START PROVIDED RECORDS

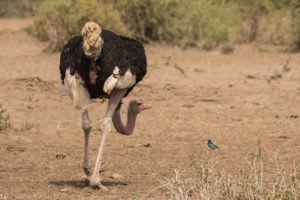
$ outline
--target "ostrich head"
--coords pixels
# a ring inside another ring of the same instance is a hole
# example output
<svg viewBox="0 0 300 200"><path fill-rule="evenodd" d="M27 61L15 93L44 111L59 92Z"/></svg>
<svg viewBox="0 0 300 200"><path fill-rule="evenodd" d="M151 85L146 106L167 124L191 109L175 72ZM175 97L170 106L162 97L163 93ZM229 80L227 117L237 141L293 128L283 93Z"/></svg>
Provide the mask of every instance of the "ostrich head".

END PROVIDED RECORDS

● WHAT TO WORK ON: In the entries above, which lines hold the word "viewBox"? Copy them out.

● ANSWER SECTION:
<svg viewBox="0 0 300 200"><path fill-rule="evenodd" d="M27 61L15 93L44 111L59 92Z"/></svg>
<svg viewBox="0 0 300 200"><path fill-rule="evenodd" d="M151 85L146 106L167 124L191 109L175 72ZM175 97L170 106L162 97L163 93ZM229 80L227 117L237 141L293 128L283 93Z"/></svg>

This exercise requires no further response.